必須課題: 以下の一覧のうち、「Expected: one dot placed on each instance of the sheer」を含む行から「point(693, 115)」を含む行までを、両端の行も含めて一字一句変えずに出力してください。

[コレクションから抽出したデータ]
%%
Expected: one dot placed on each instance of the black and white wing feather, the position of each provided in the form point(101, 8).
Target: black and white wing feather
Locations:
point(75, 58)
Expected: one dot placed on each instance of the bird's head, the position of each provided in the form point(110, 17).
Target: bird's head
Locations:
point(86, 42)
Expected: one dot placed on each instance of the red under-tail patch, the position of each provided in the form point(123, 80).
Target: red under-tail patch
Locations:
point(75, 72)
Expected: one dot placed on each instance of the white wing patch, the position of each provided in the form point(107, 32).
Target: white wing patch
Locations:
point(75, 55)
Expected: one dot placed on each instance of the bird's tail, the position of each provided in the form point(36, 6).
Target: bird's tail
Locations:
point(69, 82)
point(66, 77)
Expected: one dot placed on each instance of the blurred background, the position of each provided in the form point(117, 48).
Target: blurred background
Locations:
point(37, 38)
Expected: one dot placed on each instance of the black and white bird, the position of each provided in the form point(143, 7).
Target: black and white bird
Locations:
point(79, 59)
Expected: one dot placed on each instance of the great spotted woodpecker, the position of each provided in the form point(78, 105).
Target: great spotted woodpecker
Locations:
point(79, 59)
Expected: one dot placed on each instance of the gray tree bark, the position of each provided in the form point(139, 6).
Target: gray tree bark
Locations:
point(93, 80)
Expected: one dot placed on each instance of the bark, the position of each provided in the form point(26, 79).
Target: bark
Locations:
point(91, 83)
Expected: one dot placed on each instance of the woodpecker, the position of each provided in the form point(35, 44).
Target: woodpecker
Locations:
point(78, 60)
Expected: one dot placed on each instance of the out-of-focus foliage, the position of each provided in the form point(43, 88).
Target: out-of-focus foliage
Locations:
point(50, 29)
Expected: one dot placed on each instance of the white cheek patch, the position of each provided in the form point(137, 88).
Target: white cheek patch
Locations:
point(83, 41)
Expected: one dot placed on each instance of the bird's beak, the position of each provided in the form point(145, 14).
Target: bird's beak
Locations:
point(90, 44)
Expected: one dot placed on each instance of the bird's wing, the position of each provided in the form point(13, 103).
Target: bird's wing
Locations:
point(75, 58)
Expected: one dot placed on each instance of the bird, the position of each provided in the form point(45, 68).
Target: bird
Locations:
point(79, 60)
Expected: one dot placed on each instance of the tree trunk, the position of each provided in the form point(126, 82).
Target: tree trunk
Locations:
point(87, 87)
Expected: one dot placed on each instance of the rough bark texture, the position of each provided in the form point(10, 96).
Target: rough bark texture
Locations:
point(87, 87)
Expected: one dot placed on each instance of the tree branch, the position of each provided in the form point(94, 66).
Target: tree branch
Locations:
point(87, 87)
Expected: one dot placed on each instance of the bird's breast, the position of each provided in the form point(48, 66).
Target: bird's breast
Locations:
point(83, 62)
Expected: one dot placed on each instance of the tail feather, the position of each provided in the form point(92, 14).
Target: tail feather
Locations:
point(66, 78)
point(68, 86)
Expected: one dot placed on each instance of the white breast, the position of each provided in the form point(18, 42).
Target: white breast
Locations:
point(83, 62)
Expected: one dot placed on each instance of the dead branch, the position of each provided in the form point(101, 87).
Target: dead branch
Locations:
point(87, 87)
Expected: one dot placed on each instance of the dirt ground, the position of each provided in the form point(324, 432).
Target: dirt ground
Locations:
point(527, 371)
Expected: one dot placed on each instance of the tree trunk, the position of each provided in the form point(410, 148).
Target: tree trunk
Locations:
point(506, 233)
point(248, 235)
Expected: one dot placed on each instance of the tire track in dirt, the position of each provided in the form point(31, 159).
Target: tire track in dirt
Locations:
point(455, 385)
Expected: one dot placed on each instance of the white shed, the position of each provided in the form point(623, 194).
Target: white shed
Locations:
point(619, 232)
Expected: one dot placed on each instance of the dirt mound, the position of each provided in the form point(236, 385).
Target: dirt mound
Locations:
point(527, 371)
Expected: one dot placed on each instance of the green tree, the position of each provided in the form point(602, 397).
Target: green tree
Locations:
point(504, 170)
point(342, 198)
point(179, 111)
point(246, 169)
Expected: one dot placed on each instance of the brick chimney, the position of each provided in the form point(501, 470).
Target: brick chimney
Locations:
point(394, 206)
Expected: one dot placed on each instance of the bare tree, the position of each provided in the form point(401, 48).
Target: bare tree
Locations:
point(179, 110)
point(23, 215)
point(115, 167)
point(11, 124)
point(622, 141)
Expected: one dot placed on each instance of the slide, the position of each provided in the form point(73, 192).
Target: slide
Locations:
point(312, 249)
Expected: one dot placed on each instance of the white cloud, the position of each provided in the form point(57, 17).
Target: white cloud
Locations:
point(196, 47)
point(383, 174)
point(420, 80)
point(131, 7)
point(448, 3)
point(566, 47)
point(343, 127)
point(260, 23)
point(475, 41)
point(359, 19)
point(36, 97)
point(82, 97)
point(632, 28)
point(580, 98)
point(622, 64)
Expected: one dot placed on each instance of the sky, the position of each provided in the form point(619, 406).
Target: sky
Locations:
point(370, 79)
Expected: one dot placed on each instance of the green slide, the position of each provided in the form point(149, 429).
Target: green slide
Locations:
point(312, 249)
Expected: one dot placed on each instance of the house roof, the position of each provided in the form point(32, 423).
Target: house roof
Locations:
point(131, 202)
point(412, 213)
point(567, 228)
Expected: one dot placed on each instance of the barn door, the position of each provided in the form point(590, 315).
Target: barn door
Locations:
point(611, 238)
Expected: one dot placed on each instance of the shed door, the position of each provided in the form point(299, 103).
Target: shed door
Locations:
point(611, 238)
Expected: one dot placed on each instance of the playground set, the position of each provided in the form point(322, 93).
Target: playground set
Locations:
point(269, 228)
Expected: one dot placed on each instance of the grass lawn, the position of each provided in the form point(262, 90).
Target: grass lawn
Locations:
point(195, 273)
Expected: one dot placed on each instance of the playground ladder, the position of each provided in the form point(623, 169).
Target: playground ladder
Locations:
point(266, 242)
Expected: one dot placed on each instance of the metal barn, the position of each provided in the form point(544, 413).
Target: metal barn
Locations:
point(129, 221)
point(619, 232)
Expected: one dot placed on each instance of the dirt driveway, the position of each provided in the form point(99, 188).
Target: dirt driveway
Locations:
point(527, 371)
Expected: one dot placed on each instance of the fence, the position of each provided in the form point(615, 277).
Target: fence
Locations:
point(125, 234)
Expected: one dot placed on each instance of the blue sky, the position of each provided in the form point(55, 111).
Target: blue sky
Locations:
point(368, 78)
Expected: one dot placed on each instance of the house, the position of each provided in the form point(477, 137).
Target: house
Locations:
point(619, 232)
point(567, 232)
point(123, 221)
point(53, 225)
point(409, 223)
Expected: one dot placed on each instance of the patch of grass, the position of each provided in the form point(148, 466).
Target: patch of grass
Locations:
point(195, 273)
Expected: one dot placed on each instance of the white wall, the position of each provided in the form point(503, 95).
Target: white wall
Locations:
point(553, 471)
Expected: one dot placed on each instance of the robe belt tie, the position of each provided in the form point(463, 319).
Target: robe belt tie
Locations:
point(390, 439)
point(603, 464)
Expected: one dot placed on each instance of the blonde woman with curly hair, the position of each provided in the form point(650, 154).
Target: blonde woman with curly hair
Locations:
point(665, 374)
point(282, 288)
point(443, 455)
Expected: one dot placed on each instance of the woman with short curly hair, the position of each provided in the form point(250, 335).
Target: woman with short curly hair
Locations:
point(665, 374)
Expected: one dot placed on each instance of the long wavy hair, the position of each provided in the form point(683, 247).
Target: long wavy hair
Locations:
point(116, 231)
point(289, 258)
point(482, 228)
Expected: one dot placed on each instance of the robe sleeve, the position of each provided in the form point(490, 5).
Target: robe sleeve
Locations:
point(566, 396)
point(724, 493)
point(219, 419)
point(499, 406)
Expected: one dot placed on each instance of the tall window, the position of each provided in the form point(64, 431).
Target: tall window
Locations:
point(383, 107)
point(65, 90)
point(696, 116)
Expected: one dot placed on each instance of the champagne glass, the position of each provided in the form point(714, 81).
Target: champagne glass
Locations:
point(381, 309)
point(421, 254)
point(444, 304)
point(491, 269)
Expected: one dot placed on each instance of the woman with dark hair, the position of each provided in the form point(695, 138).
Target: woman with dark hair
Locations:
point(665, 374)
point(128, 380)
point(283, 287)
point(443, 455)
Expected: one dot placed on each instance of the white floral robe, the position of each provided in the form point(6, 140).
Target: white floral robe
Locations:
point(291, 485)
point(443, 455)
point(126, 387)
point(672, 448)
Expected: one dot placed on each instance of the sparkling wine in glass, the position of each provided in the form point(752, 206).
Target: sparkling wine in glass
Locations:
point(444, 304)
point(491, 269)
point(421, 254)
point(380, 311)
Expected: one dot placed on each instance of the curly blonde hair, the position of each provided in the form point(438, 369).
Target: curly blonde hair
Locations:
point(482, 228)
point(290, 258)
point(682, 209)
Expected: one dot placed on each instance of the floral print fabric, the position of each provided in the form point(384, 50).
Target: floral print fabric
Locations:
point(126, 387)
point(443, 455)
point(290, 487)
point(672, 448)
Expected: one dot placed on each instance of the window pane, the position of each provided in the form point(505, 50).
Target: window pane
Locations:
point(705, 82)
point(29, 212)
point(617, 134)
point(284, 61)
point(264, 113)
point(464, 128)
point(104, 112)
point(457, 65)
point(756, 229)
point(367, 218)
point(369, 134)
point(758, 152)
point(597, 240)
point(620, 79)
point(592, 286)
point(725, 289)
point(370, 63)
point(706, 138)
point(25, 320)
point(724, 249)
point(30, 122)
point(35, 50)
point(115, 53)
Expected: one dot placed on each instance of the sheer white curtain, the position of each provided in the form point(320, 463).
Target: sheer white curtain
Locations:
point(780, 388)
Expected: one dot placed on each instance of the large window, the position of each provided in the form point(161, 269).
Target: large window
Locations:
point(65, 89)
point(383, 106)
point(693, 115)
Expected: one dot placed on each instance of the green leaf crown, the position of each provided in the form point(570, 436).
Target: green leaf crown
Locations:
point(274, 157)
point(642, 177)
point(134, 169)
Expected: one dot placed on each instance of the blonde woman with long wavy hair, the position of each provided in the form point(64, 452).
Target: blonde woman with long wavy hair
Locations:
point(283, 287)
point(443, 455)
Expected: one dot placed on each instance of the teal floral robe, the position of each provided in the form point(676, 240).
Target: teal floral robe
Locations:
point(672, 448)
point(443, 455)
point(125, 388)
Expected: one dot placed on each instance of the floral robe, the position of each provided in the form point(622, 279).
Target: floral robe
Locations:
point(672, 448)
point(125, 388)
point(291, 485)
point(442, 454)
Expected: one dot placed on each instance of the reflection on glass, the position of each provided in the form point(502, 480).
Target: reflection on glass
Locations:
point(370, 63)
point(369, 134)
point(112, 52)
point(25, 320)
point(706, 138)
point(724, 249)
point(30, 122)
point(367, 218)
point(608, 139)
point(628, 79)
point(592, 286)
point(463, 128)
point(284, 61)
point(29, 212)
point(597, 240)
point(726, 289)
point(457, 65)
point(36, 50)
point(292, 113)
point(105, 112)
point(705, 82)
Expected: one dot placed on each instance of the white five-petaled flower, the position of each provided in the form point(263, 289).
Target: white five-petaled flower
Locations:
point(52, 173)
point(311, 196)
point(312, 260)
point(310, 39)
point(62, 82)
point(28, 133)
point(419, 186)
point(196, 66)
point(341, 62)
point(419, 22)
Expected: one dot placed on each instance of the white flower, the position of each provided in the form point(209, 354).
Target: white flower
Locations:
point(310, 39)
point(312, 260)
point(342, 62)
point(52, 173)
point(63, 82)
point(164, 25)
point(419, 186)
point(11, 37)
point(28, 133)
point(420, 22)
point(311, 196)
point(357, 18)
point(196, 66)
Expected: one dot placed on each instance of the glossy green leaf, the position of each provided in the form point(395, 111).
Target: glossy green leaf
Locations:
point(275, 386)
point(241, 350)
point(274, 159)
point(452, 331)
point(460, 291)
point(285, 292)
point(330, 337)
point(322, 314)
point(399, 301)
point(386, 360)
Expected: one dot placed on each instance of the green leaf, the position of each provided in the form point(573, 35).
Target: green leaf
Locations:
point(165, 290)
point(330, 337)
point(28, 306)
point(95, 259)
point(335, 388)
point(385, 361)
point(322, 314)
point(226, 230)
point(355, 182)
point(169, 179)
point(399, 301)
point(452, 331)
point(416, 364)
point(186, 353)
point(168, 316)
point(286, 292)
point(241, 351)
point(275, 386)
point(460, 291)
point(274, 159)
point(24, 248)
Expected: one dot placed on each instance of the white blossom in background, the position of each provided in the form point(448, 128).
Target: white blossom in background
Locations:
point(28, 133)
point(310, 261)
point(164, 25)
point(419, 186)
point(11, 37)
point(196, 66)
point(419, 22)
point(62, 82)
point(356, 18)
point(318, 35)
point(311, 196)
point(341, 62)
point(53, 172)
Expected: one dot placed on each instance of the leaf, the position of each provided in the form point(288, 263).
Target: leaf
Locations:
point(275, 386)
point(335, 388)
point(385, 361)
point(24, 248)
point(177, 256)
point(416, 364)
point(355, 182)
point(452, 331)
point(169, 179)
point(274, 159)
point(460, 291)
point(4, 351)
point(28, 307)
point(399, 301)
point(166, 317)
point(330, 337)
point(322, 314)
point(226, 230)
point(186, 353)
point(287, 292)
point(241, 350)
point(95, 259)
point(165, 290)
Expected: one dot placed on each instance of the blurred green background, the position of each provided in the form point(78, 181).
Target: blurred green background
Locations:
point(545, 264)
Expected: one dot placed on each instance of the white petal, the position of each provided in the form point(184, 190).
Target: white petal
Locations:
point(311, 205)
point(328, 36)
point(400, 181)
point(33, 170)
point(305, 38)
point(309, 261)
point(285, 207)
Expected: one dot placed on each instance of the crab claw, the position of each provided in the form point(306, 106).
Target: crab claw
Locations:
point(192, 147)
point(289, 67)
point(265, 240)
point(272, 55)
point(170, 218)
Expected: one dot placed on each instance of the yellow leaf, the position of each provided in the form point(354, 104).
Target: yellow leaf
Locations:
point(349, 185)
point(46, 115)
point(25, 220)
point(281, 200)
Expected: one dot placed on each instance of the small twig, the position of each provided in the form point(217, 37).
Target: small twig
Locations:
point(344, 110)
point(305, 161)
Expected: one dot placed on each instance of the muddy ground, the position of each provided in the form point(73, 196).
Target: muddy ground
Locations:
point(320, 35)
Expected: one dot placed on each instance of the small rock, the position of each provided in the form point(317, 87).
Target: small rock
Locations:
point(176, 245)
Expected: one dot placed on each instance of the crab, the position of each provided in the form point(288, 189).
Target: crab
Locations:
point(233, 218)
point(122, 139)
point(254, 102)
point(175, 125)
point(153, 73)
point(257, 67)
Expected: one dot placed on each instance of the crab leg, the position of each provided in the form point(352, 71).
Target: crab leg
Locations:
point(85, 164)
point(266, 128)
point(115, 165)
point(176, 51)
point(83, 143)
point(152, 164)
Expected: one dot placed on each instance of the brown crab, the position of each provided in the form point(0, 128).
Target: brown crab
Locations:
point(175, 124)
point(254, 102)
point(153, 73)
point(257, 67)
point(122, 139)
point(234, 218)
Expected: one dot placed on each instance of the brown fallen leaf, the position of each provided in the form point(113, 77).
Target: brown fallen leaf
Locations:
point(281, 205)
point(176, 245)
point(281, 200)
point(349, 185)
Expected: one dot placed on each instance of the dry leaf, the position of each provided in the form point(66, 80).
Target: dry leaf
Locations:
%%
出力:
Expected: one dot placed on each instance of the sheer white curtain, the position of each provided in the form point(320, 463).
Target: sheer white curtain
Locations:
point(780, 388)
Expected: one dot placed on each instance of the large window, the position of each provided in the form point(161, 269).
Target: large window
Locations:
point(65, 89)
point(383, 106)
point(693, 115)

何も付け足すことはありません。